Set task: Please repeat each line of the listing below verbatim.

── Source data ──

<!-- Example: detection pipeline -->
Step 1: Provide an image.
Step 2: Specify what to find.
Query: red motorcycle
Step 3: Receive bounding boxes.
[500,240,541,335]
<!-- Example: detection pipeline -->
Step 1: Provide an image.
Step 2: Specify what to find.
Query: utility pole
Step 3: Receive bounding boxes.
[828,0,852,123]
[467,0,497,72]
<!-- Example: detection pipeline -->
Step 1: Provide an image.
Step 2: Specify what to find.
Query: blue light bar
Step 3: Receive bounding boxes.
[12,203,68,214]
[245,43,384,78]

───

Response below:
<!-- Example: detection pipeline -->
Step 1: Provide an image.
Step 2: Specify what to find.
Query: red motorcycle
Step 3: Receive bounding boxes.
[500,240,541,335]
<!-- Example: detection pipeline -->
Step 1: Provide an image.
Step 2: Specify what to find.
Query: utility pole
Step 3: Receive bounding boxes.
[828,0,852,123]
[467,0,497,72]
<!-- Example: detection pipeline -->
Step 1: Provide an image.
Step 2: Specify what to find.
Query: blue light bar
Step 3: Receive bounding boxes.
[12,203,68,214]
[245,43,384,78]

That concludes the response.